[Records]

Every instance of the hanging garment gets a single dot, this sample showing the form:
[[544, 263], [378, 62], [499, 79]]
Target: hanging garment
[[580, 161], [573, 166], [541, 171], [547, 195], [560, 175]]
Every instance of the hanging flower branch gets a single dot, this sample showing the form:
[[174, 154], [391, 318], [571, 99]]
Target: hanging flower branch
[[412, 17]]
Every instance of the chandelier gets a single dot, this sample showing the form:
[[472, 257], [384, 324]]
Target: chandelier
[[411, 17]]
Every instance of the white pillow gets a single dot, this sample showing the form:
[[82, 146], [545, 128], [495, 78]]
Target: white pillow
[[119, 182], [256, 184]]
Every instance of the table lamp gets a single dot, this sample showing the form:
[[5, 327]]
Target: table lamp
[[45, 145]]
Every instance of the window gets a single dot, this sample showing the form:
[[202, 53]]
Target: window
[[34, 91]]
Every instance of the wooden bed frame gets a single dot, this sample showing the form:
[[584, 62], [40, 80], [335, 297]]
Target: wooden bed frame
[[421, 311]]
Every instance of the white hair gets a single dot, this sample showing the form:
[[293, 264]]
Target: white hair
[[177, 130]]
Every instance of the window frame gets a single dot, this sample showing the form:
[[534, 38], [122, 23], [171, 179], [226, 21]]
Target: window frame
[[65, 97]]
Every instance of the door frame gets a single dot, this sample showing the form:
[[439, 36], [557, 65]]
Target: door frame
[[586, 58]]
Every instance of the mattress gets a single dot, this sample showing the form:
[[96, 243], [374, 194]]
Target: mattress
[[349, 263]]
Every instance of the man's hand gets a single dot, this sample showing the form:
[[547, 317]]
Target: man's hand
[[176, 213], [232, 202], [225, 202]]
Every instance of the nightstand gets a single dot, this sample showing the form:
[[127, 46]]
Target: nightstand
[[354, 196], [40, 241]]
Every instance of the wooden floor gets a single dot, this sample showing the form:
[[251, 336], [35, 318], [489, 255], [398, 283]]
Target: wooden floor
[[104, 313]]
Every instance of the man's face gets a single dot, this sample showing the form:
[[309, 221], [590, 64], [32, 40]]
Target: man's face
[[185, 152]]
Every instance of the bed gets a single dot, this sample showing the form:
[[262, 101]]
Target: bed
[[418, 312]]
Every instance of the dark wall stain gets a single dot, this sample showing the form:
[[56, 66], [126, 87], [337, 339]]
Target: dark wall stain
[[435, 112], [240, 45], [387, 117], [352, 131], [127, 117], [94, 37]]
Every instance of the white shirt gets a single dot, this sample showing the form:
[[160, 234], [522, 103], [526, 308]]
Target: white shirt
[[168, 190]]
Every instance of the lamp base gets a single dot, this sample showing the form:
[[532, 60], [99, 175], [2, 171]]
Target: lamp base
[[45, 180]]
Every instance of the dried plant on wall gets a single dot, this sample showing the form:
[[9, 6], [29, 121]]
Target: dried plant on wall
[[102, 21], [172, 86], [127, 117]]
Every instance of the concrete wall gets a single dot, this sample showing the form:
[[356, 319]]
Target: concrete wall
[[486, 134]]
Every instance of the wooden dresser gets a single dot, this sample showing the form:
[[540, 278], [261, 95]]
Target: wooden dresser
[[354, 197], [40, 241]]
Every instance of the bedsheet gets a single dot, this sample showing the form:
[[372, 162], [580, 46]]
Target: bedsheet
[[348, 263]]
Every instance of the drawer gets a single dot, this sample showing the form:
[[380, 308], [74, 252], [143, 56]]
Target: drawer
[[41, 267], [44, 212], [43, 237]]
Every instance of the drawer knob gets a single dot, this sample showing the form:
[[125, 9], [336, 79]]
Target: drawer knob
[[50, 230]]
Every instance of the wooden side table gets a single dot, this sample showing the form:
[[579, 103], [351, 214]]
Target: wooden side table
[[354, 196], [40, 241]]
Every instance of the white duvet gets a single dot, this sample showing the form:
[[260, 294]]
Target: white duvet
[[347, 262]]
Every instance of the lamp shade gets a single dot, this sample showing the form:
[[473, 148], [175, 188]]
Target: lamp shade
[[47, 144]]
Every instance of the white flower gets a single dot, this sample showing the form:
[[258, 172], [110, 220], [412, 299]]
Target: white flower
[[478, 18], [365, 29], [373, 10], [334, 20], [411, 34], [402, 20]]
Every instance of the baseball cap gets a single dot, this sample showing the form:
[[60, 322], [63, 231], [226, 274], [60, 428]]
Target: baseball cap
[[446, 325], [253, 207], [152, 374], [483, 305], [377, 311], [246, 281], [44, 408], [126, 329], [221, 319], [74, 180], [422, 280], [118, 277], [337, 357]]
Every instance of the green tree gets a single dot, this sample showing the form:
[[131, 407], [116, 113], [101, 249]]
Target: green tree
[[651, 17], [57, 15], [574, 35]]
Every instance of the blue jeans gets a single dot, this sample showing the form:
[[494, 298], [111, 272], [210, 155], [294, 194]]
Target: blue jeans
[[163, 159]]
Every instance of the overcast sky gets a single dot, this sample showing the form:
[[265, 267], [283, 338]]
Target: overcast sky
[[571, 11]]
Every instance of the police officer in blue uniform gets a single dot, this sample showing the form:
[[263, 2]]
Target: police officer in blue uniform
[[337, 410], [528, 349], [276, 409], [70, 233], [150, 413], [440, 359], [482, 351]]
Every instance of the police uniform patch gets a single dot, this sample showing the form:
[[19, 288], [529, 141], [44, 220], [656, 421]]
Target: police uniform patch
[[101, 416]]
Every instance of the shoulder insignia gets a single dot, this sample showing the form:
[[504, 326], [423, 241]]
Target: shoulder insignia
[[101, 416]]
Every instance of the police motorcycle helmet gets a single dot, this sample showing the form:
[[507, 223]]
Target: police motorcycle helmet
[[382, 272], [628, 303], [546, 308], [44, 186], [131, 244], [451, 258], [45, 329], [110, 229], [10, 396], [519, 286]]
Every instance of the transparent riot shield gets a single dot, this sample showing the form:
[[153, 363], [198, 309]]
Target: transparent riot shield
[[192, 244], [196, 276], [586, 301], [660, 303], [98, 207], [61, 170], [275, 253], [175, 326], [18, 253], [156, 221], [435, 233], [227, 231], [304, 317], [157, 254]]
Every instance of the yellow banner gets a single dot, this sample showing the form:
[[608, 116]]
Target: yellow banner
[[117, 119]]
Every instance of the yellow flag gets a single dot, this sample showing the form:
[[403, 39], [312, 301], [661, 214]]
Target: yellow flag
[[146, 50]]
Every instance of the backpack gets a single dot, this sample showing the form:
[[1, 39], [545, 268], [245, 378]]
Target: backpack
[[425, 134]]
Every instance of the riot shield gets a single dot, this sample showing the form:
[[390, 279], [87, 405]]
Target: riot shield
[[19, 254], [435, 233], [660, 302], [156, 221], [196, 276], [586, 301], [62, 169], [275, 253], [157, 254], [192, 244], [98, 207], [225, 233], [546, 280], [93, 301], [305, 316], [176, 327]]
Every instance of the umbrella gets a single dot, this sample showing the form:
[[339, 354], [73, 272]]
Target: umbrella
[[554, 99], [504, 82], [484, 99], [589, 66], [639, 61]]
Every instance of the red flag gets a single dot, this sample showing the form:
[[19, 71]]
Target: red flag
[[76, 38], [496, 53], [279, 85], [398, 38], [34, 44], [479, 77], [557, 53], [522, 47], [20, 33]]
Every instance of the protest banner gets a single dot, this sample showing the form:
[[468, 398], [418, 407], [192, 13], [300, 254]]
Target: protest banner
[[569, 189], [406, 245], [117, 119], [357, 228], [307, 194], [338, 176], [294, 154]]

> AIM OF THE TASK
Every line from the one containing "Every instance of the umbrella" through the last line of the entries must be written out verbatim, and no other line.

> FULL ANSWER
Every instance of the umbrella gets a single dot, this sample showing the form:
[[339, 354], [73, 272]]
Target: umbrella
[[554, 99], [504, 82], [484, 99], [589, 66], [639, 61]]
Every instance of the red flag gets a single dot, this sample showing the form:
[[19, 71]]
Target: red flag
[[76, 38], [496, 53], [279, 85], [398, 38], [34, 44], [479, 77], [557, 53], [522, 47], [20, 33]]
Every instance of the protest banner gets a single dot, this sample showing the form:
[[468, 398], [418, 407], [192, 13], [300, 254]]
Target: protest banner
[[569, 189], [406, 245], [117, 119], [357, 228], [307, 194], [338, 176], [294, 154]]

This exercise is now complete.